DOCUMENT TEXT section start
= Madeleine Dreyfus =

French war resistor, psychologist (1909–1987)

Madeleine Dreyfus (née Kahn) (1 March 1909 – 10 January 1987) was a war resistor and psychologist from a French Jewish family. During the Second World War when the country was occupied by fascist Nazi forces, she worked with the Children's Relief Organization (abbreviated OSE) in Lyon, France, and became an important part of the Garel resistance network. After her capture in July 1944, she was sent to the Drancy camp and later to the Bergen-Belsen concentration camp. She was liberated by Allied troops in April 1945, surviving despite starvation and disease.

== Biography ==
Madeleine Kahn was born into an assimilated Jewish family on 1 March 1909 in the 9th arrondissement of Paris. After earning her Bachelor's degree, she frequented the circles of influential surrealists including those of André Breton and Jean Cocteau.

=== World War II ===
With the start of World War II in 1941, Madeleine fled to Lyon, France, with her husband and young family. There, the person who headed the OSE branch, Elisabeth (Böszi) Hirsch, asked Madeleine Dreyfus to join the French resistance to save Jewish children threatened with capture and deportation by the German Gestapo.
DOCUMENT TEXT section end
GIVEN ENTRIES section start
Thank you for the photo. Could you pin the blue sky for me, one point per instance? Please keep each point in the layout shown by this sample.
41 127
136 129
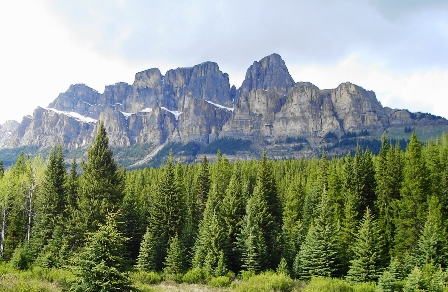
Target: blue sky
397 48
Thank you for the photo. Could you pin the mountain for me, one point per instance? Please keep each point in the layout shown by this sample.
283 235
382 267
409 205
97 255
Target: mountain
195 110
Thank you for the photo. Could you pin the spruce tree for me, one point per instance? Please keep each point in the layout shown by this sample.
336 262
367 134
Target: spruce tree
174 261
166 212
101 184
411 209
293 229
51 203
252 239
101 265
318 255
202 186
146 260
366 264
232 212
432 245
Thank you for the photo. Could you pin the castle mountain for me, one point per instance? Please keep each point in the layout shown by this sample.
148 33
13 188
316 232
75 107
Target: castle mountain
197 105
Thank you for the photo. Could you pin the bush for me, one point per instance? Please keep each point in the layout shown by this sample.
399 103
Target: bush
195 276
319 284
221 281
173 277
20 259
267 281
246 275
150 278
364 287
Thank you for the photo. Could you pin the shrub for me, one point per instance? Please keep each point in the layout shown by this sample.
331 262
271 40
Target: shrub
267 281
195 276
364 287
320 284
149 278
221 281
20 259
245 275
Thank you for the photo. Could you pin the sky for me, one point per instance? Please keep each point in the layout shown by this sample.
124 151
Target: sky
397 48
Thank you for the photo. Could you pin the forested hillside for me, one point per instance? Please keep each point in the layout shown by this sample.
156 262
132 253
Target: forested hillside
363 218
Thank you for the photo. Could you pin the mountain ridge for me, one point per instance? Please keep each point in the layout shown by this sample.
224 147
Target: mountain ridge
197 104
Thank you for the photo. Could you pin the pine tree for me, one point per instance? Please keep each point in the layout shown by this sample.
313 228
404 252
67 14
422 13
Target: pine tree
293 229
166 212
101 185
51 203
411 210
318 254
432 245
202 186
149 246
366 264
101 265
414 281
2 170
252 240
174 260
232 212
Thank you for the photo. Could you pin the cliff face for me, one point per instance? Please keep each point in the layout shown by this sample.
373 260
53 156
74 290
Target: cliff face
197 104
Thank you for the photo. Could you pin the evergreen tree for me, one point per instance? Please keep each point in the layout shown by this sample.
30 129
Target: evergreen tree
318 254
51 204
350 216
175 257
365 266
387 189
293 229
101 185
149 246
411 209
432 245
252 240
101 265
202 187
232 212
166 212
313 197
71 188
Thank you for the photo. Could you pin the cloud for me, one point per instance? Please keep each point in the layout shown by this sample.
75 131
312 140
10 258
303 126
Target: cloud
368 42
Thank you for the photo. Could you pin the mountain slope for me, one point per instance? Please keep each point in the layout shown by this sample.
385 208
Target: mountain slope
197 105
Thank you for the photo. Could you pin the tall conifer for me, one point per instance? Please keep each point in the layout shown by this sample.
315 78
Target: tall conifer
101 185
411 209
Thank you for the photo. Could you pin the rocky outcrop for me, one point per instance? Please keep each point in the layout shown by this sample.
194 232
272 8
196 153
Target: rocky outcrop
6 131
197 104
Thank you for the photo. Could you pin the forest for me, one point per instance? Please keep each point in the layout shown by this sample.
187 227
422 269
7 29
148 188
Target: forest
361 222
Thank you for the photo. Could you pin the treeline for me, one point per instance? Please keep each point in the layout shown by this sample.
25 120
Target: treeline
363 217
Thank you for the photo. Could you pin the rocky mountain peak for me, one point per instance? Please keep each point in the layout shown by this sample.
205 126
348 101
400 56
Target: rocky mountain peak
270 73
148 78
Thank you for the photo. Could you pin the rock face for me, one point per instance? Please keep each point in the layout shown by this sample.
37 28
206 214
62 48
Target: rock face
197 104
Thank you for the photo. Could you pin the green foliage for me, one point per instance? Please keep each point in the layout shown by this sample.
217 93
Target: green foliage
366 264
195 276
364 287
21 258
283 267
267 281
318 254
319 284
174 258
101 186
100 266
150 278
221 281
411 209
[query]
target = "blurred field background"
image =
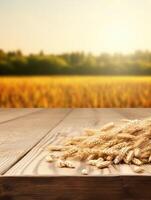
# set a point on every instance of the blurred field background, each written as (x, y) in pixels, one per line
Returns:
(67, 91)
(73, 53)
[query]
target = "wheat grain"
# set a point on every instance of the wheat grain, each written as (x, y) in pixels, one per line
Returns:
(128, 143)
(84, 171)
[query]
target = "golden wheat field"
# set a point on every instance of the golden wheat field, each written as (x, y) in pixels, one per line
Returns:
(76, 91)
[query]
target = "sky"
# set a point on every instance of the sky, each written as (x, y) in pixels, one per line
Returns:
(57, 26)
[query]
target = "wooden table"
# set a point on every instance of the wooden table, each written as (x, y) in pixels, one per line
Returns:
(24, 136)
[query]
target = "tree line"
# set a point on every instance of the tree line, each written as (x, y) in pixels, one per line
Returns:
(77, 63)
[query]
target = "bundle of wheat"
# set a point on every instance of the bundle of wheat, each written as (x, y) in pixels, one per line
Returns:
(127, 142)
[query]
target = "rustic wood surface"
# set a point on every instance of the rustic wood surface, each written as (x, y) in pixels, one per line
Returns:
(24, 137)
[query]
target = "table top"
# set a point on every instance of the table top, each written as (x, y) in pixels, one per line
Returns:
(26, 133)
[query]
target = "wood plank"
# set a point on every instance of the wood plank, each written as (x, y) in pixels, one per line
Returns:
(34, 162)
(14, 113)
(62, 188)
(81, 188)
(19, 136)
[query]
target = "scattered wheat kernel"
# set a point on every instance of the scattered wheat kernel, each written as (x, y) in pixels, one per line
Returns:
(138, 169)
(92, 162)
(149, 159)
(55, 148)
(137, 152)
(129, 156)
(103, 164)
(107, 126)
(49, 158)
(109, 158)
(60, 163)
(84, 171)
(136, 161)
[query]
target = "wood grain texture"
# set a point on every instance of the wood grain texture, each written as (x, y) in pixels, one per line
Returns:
GIVEN ENTRIES section end
• _ACTIVITIES_
a – Answer these questions from the Madeleine Dreyfus text, one line each.
(i) In which arrondissement of Paris was Madeleine Kahn born?
(ii) To which camp was she sent first after her capture?
(iii) Who headed the OSE branch that asked her to join the resistance?
b – For each statement, say whether the Madeleine Dreyfus text agrees, and quote the words that decide it.
(i) She was captured in July 1944.
(ii) She was liberated by Soviet troops.
(iii) She moved in surrealist circles before earning her Bachelor's degree.

• _PROBLEM SOLUTIONS_
a –
(i) The 9th arrondissement
(ii) The Drancy camp
(iii) Elisabeth (Böszi) Hirsch

b –
(i) Yes: "After her capture in July 1944"
(ii) No: "She was liberated by Allied troops in April 1945"
(iii) No: "After earning her Bachelor's degree, she frequented the circles of influential surrealists"